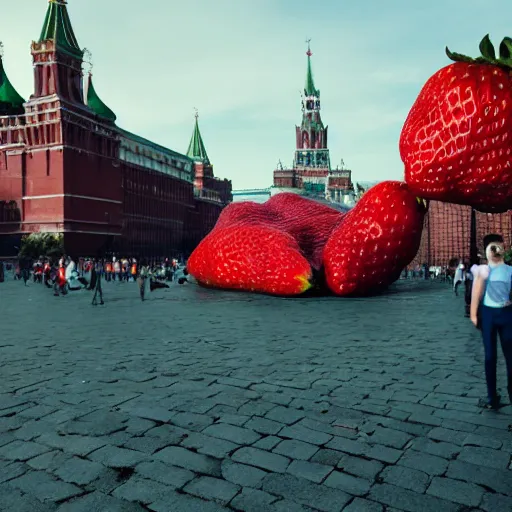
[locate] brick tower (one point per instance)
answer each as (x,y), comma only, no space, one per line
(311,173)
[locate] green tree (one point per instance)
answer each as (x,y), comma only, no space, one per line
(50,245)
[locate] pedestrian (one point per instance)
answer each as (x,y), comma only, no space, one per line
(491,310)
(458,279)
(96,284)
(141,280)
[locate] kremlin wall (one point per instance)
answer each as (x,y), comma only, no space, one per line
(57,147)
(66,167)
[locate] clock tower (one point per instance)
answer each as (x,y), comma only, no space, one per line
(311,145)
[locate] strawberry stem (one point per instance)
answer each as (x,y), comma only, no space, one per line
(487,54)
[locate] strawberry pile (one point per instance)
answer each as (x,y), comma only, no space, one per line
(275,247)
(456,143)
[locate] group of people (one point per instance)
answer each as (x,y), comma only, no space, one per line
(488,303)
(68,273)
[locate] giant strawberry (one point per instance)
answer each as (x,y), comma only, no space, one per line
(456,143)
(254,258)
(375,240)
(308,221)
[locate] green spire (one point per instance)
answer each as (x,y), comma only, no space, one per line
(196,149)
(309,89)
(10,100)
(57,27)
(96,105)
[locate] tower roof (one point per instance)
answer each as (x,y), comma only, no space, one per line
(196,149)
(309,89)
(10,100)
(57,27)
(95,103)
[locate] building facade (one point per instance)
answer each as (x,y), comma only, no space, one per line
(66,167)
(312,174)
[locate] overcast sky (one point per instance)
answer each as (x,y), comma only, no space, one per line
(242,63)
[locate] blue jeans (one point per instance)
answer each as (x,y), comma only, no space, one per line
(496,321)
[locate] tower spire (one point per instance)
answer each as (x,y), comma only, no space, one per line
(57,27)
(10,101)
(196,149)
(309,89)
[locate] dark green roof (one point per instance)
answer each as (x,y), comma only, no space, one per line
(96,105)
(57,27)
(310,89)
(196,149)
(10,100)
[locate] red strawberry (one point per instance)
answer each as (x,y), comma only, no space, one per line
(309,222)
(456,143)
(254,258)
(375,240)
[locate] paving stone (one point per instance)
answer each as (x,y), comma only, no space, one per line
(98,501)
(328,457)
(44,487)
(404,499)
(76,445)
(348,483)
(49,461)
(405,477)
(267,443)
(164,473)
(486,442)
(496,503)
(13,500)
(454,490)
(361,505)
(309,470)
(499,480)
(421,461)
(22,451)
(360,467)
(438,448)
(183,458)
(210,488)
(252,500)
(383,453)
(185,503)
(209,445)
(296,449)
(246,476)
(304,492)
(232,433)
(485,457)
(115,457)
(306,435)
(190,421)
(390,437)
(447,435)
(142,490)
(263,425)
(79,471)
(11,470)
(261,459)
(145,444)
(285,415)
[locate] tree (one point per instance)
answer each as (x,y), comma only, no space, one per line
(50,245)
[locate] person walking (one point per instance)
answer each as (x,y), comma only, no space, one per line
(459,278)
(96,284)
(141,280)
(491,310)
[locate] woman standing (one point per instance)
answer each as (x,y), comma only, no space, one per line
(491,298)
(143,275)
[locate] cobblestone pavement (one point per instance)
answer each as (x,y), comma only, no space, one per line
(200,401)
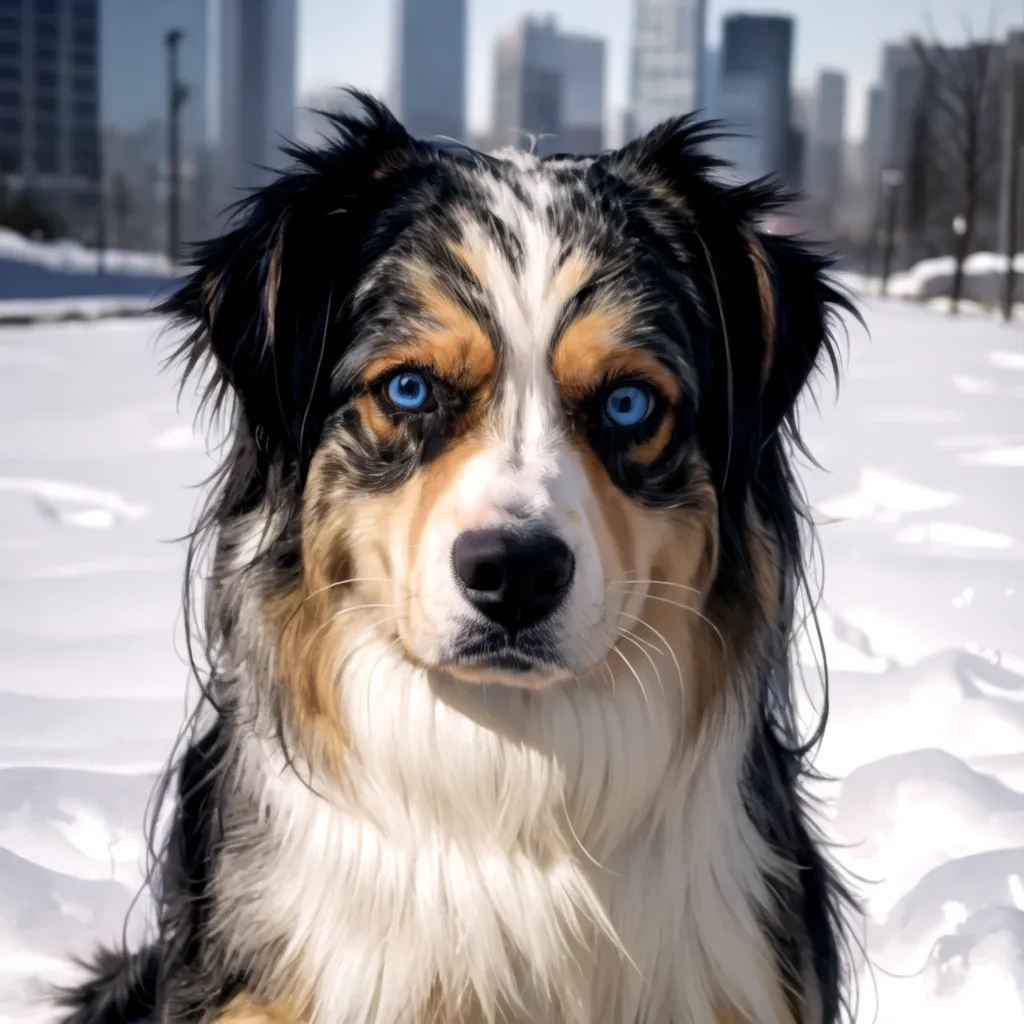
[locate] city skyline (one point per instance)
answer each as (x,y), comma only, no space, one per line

————

__Job__
Reproduce every entry above verbatim, omitting the pictures from your reply.

__Reply__
[locate] brick tower (one point per instance)
answer each as (x,y), comma only, no space, one per line
(311,173)
[locate] green tree (one point per instance)
answer each as (x,y), comma only, no space, one per line
(50,245)
[locate] pedestrian (one point per instance)
answer each as (x,y), comma only, no space, one per line
(491,310)
(458,279)
(96,284)
(141,280)
[locate] kremlin wall (one point per instance)
answer each as (x,y), comma only, no space, one per line
(57,147)
(66,167)
[locate] clock tower (one point per instance)
answer each as (x,y), comma only, no space, one per line
(311,145)
[locate] strawberry stem (one point per instance)
answer each as (x,y), comma only, no space, one per line
(487,54)
[locate] strawberry pile (one point per instance)
answer each as (x,y), comma only, no space, one per line
(275,247)
(456,143)
[locate] group of people (one point per instance)
answer each as (x,y), comma only, no space, one per line
(488,303)
(68,273)
[locate] giant strawberry (one point per instance)
answer each as (x,y), comma only, no space, one per line
(456,143)
(254,258)
(375,240)
(308,221)
[locate] green spire (one point per instance)
answer each as (x,y), comma only, no space, one per line
(196,149)
(309,89)
(10,100)
(57,27)
(96,105)
[locate] tower roof (one point per instance)
answer each as (x,y), comma only, no space, one per line
(196,149)
(309,89)
(10,100)
(57,27)
(95,103)
[locate] building facade (one point per instance)
answer each as (x,y), comma only, no space, one per line
(66,167)
(312,174)
[locate] overcast sky (one point per instance)
answer each as (x,y), comma only, no space, one per line
(242,63)
[locate] blue jeans (one point per instance)
answer each as (x,y), comma only, no space, one per line
(496,321)
[locate] tower spire (one point per instance)
answer each as (x,y), comma only, no space, one per line
(57,27)
(10,101)
(196,149)
(309,89)
[locate] dark green roof (one point per instance)
answer each as (x,y), comma only, no space, one per line
(96,105)
(57,27)
(310,89)
(196,149)
(10,100)
[locate] red strawberry (one point per instance)
answer each as (x,y), comma only, no space, one per line
(309,222)
(456,143)
(254,258)
(375,240)
[locate] paving stone (one point per instance)
answer each as (x,y), comma only, no space, one per line
(98,501)
(328,457)
(44,487)
(404,499)
(76,445)
(348,483)
(49,461)
(405,477)
(267,443)
(164,473)
(486,442)
(496,503)
(13,500)
(454,490)
(361,505)
(309,470)
(499,480)
(421,461)
(22,451)
(360,467)
(438,448)
(183,458)
(210,488)
(252,500)
(383,453)
(185,503)
(209,445)
(296,449)
(246,476)
(304,492)
(232,433)
(485,457)
(115,457)
(306,435)
(190,421)
(390,437)
(447,435)
(142,490)
(263,425)
(79,471)
(11,470)
(261,459)
(145,444)
(285,415)
[locate] tree (one point per instance)
answer each as (x,y), comma only, no space, one per line
(50,245)
[locate] person walking (one point per instance)
answer each as (x,y), comma only, no space, one per line
(459,278)
(96,284)
(141,280)
(491,310)
[locate] woman standing (one point per instance)
answer each as (x,y), comma only, no space, one per line
(491,298)
(143,275)
[locate] cobblestone pavement (one point per instance)
answer each as (x,y), comma only, no space, one per line
(200,401)
[locate] city skyline (one point per instance)
answer each as (x,y), comma only, no space, one per line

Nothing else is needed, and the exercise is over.